Coordinate annotation records:
□ □ □ □ □ □ □

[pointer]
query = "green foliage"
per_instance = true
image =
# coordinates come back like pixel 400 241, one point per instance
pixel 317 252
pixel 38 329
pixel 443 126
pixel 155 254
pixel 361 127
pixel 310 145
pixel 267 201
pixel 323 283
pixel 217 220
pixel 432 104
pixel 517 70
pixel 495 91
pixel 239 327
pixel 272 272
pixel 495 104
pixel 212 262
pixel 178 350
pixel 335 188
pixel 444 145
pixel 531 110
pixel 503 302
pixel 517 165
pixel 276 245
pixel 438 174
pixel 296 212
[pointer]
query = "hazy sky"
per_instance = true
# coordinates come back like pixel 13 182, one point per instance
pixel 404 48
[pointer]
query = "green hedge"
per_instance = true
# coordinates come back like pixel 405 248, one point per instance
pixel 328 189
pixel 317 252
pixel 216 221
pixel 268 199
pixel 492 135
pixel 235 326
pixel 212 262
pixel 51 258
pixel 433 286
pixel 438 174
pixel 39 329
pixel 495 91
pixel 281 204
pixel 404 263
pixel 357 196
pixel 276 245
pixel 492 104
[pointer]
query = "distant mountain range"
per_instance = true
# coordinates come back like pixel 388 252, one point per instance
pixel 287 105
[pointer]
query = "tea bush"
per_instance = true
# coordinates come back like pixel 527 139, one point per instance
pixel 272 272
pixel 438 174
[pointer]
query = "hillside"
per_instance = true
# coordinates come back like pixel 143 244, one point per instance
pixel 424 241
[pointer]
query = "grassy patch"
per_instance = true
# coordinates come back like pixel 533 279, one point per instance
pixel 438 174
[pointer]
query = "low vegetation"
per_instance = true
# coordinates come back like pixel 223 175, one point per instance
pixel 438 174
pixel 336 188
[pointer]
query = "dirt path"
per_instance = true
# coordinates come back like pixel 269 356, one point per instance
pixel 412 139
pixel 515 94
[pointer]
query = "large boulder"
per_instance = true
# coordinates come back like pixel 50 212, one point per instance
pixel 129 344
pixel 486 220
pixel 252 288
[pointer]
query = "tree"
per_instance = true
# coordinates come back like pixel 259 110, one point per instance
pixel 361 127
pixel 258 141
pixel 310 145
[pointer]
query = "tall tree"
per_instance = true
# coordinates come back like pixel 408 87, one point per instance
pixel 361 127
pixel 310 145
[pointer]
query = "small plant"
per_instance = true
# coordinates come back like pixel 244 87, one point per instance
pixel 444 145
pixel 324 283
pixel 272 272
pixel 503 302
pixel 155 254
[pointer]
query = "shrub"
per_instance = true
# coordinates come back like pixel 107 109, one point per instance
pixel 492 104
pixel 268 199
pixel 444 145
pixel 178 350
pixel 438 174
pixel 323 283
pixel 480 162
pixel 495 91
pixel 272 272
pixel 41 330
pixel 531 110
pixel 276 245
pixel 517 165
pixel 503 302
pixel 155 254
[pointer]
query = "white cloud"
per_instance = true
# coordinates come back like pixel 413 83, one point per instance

□ □ □ □ □ □ □

*What to do*
Reproduce the material in full, with no word added or dropped.

*Answer to this exercise*
[pointer]
query = "green foliage"
per_instance = true
image =
# coordinates come back like pixel 400 241, one point per instance
pixel 317 252
pixel 38 329
pixel 443 126
pixel 155 254
pixel 361 127
pixel 310 145
pixel 267 201
pixel 323 283
pixel 217 220
pixel 432 104
pixel 517 70
pixel 495 91
pixel 239 327
pixel 272 272
pixel 495 104
pixel 212 262
pixel 178 350
pixel 335 188
pixel 444 145
pixel 531 110
pixel 503 302
pixel 517 165
pixel 276 245
pixel 438 174
pixel 296 212
[pointer]
query = "hazy sky"
per_instance = true
# coordinates come back like pixel 13 182, one point per instance
pixel 404 48
[pointer]
query = "green hedge"
per_instance = true
# coordinates come back like pixel 405 248, one point per instance
pixel 328 189
pixel 317 252
pixel 216 221
pixel 268 199
pixel 492 135
pixel 235 326
pixel 212 262
pixel 51 258
pixel 433 286
pixel 438 174
pixel 39 329
pixel 495 91
pixel 281 204
pixel 404 263
pixel 357 196
pixel 276 245
pixel 492 104
[pointer]
query = "distant mountain range"
per_instance = true
# coordinates come back like pixel 388 252, one point per instance
pixel 287 105
[pointer]
query = "tea bush"
per_instance = true
# coordinates come back like pixel 527 139, one point per instance
pixel 272 272
pixel 438 174
[pointer]
query = "hillside"
per_instance = true
# coordinates come back like pixel 143 244, one point per instance
pixel 424 241
[pointer]
query = "grassy patch"
per_instance = true
# coordinates come back like pixel 533 279, one point per instance
pixel 438 174
[pointer]
query = "low vegetation"
per_instance = true
# coordinates come back like pixel 223 175, one point per instance
pixel 438 174
pixel 336 188
[pointer]
query = "dirt path"
per_instance = true
# coordinates come back like pixel 269 356, one point per instance
pixel 412 139
pixel 515 94
[pointer]
query = "large boulder"
per_instance = true
# coordinates come back like pixel 50 212, one point per instance
pixel 129 344
pixel 486 220
pixel 252 288
[pointer]
query = "tree"
per_instance = true
# coordinates come back like pixel 259 110, one point per instance
pixel 361 127
pixel 258 141
pixel 310 145
[pointer]
query = "tall tree"
per_instance = true
# coordinates come back like pixel 408 87, one point per instance
pixel 361 127
pixel 310 145
[pointer]
query = "small plant"
per_instance = true
# coordinates come back like pixel 244 87, one point per instance
pixel 444 145
pixel 324 283
pixel 272 272
pixel 503 302
pixel 155 254
[pointer]
query = "shrub"
per_instance = true
# coordinates come back like pixel 107 109, one point per instance
pixel 492 104
pixel 268 199
pixel 444 145
pixel 178 350
pixel 438 174
pixel 323 283
pixel 480 162
pixel 495 91
pixel 272 272
pixel 41 330
pixel 531 110
pixel 276 245
pixel 517 165
pixel 503 302
pixel 155 254
[pointer]
query = "white cloud"
per_instance = true
# coordinates come back like pixel 413 83, one point per instance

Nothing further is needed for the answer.